> _Yazılı talimat_
Lütfen Hudhud metninin "Ve tefekkadat tayra" ile başlayıp "bi sultanin mubin." ile biten bölümünü, "şiddetli" yerine "ağır" koyarak yeniden yazın.

> _Kaynak metin_
Süleyman kuş topluluğunu yokladı. Sonra: "Hudhud'u niçin göremiyorum? Yoksa kayıplara mı karıştı?" dedi.

وَتَفَقَّدَ الطَّيْرَ فَقَالَ مَا لِيَ لَٓا اَرَى الْهُدْهُدَۘ اَمْ كَانَ مِنَ الْغَٓائِب۪ينَ

Ve tefekkadat tayra fe kale maliye la eral hudhude em kane minel gaibin.

"Kesinlikle ona şiddetli bir ceza vereceğim. Ya da onu boğazlayacağım. Ya da bana mazereti ile ilgili açık bir belge getirecek."

لَاُعَذِّبَنَّهُ عَذَاباً شَد۪يداً اَوْ لَا۬اَذْبَحَنَّهُٓ اَوْ لَيَأْتِيَنّ۪ي بِسُلْطَانٍ مُب۪ينٍ

Le uazzibennehu azaben şediden ev le ezbehannehu ev le ye'tiyenni bi sultanin mubin.

Çok geçmeden geldi. Ve: "Senin kuşatamadığın bir şeyi kuşattım. Sana Sebe'den kesin doğru olan bir haber getirdim." dedi.

فَمَكَثَ غَيْرَ بَع۪يدٍ فَقَالَ اَحَطْتُ بِمَا لَمْ تُحِطْ بِه۪ وَجِئْتُكَ مِنْ سَبَأٍ بِنَبَأٍ يَق۪ينٍ

Fe mekese gayre baidin fe kale ehattu bi ma lem tuhıt bihi ve ci'tuke min sebein bi nebein yakin.

"Onlara yöneticilik yapan bir kadın buldum. Ona her şeyden verilmiş. Çok görkemli bir tahtı var."

اِنّ۪ي وَجَدْتُ امْرَاَةً تَمْلِكُهُمْ وَاُو۫تِيَتْ مِنْ كُلِّ شَيْءٍ وَلَهَا عَرْشٌ عَظ۪يمٌ

İnni vecedtumreeten temlikuhum ve utiyet min kulli şey'in ve leha arşun azim.

"Kendisini de toplumunu da Allah'ın yanı sıra Güneş'e secde ederken buldum. Şeytan onlara yaptıklarını güzel göstererek onları doğru yoldan alıkoymuş, bundan dolayı da doğru yolu bulamıyorlar."

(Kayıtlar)

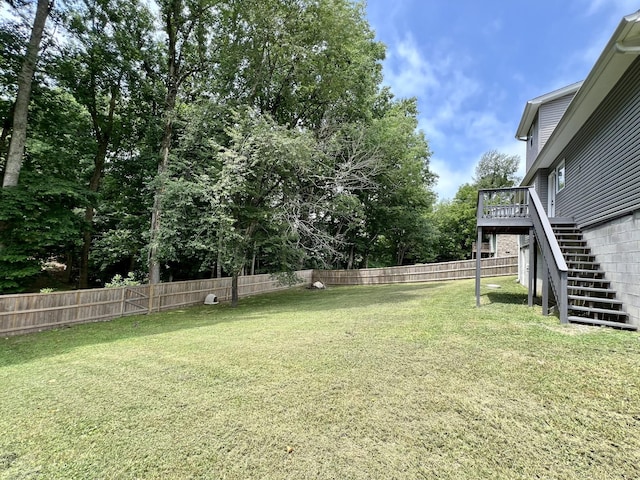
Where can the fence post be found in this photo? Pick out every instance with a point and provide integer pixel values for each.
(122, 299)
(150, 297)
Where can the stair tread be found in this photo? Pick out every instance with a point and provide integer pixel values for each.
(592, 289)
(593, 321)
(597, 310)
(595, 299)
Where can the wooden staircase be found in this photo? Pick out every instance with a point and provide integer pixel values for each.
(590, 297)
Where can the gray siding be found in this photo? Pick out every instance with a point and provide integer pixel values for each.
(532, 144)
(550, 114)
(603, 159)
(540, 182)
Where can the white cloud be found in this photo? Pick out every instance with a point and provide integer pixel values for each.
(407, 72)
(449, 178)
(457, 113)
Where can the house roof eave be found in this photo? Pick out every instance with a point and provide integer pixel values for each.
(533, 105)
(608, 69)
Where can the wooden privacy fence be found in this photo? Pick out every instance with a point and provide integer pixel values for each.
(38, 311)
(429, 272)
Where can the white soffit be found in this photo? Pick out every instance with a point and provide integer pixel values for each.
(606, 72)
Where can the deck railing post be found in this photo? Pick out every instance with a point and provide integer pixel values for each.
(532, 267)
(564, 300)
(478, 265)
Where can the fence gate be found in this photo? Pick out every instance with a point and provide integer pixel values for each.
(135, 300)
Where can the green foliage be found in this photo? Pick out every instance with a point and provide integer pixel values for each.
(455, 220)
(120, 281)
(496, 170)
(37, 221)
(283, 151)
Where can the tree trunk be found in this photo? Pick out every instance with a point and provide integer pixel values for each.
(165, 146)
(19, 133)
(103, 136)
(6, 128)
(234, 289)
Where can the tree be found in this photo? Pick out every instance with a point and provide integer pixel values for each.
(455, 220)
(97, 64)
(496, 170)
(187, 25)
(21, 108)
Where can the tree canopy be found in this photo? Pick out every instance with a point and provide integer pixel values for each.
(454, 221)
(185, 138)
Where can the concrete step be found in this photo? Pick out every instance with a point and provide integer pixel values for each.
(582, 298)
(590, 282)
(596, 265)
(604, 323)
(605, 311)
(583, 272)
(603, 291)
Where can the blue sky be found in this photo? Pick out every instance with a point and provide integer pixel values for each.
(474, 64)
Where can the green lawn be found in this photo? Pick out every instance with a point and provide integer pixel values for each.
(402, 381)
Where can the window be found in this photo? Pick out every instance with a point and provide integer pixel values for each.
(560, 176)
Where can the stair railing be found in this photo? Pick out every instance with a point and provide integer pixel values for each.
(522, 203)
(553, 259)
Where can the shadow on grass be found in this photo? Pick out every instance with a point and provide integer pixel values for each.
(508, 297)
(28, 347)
...
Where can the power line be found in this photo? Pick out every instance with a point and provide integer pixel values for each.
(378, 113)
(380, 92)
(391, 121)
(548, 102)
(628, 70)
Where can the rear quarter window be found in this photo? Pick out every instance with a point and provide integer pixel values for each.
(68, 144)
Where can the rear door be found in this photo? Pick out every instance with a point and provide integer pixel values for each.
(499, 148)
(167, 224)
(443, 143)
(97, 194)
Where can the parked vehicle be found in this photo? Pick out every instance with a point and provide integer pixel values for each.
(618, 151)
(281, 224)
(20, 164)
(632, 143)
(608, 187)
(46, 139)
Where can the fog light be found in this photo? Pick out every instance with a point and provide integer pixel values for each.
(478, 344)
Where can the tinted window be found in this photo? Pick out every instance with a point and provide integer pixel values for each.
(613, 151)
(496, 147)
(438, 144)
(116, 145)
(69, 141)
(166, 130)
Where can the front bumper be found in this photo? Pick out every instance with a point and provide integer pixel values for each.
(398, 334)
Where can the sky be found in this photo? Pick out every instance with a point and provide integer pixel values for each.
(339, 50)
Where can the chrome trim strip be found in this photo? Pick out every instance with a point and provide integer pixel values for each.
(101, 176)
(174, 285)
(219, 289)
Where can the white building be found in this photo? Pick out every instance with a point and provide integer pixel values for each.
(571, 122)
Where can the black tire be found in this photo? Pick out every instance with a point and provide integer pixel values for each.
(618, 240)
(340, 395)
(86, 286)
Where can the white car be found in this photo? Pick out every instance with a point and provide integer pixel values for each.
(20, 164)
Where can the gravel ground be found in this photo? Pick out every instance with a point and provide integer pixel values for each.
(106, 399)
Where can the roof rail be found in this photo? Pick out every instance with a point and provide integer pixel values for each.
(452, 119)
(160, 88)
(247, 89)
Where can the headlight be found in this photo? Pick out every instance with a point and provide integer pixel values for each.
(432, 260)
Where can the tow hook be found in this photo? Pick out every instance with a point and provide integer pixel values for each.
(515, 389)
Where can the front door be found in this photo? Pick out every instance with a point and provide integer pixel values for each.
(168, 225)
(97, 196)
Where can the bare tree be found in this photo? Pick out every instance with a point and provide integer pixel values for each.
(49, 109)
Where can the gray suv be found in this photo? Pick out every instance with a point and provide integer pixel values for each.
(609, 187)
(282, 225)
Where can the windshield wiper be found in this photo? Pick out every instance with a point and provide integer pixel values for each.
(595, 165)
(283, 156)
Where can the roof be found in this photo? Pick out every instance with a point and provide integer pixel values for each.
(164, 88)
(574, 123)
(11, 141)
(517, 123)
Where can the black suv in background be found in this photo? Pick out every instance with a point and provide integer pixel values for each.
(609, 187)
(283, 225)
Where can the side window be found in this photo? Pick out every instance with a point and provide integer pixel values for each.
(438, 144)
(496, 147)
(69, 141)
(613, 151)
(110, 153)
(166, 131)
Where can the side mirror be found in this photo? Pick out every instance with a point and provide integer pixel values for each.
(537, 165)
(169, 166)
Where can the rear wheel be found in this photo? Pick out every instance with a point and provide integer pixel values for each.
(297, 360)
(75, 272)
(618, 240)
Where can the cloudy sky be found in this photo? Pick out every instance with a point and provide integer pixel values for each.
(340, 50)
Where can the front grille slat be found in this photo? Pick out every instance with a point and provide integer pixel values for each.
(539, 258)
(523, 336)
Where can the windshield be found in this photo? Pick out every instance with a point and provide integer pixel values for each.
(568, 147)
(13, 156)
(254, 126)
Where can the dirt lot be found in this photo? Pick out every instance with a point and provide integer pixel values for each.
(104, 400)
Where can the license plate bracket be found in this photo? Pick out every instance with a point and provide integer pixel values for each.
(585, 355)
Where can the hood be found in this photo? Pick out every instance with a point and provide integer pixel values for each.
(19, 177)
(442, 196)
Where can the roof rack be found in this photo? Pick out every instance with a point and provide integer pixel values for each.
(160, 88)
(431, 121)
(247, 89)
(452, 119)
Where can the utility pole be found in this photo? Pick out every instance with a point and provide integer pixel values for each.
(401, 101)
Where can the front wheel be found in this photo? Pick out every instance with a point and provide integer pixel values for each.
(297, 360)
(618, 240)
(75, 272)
---
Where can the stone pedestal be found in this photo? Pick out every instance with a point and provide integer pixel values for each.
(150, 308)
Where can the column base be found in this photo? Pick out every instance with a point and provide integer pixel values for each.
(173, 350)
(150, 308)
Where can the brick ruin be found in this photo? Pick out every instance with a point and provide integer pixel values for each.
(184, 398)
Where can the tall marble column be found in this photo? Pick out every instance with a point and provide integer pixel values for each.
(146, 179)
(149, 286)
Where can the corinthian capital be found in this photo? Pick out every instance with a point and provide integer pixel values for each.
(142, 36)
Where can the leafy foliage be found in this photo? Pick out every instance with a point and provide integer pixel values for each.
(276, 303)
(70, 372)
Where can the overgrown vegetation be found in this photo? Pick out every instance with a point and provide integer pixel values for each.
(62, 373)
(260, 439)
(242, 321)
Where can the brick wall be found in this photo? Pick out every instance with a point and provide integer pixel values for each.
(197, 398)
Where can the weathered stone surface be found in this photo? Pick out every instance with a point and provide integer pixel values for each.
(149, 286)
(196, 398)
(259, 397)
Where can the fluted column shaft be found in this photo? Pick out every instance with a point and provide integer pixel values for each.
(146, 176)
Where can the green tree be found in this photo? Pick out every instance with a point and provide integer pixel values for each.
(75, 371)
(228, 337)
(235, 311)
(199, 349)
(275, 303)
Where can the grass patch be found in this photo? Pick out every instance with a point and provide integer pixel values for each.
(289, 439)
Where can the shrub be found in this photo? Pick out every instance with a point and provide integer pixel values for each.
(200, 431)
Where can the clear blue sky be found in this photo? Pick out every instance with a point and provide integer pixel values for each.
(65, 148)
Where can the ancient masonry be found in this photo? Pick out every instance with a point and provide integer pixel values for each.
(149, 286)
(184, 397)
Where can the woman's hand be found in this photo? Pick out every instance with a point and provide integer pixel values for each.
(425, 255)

> _Beklenen cevap_
Ve tefekkadat tayra fe kale maliye la eral hudhude em kane minel gaibin.

"Kesinlikle ona ağır bir ceza vereceğim. Ya da onu boğazlayacağım. Ya da bana mazereti ile ilgili açık bir belge getirecek."

لَاُعَذِّبَنَّهُ عَذَاباً شَد۪يداً اَوْ لَا۬اَذْبَحَنَّهُٓ اَوْ لَيَأْتِيَنّ۪ي بِسُلْطَانٍ مُب۪ينٍ

Le uazzibennehu azaben şediden ev le ezbehannehu ev le ye'tiyenni bi sultanin mubin.